● **MATERIAL TO PROCESS**
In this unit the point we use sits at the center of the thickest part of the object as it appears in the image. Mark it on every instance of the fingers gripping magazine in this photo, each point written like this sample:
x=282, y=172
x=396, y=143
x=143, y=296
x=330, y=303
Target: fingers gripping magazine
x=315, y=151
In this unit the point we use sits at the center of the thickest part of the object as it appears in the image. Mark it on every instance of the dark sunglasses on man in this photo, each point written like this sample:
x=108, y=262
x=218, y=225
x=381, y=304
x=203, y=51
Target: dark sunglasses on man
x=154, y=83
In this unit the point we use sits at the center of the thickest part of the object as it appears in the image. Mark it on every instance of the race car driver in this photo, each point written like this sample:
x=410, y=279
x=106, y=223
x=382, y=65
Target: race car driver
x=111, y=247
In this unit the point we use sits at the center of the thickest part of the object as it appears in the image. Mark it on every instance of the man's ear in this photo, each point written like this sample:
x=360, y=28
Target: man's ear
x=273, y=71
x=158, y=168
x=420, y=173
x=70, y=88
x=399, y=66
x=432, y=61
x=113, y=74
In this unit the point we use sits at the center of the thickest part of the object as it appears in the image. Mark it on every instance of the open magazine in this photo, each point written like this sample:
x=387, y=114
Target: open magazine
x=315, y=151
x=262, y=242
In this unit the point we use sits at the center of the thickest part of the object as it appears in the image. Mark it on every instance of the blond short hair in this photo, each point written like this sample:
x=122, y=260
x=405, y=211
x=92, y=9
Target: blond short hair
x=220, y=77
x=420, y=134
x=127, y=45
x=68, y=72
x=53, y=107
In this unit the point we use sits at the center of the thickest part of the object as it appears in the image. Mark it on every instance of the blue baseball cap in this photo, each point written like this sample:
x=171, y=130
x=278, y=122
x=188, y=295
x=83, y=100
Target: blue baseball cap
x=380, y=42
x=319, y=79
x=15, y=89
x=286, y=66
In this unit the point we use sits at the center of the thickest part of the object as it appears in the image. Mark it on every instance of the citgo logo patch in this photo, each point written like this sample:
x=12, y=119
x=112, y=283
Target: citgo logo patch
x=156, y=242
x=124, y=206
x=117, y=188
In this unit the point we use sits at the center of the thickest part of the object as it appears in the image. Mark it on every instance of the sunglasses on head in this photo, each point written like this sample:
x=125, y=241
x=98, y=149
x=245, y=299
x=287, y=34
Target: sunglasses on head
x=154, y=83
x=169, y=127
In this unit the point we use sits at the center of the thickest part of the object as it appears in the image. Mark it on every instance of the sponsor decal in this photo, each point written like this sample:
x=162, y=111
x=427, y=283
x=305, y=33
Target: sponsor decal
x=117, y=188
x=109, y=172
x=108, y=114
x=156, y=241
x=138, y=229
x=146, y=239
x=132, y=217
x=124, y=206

● **CHALLENGE**
Rewrite the records from the line with "of the sunglasses" to the line with "x=169, y=127", putting "widest" in place of "thickest" and changing nothing else.

● **FINISHED TASK**
In this unit the point we use sits at the center of the widest part of the object as it appears in the image. Mark it on every instance of the sunglasses on head in this photo, each point written like this sample:
x=125, y=241
x=98, y=149
x=245, y=299
x=287, y=34
Target: sunglasses on head
x=154, y=83
x=169, y=127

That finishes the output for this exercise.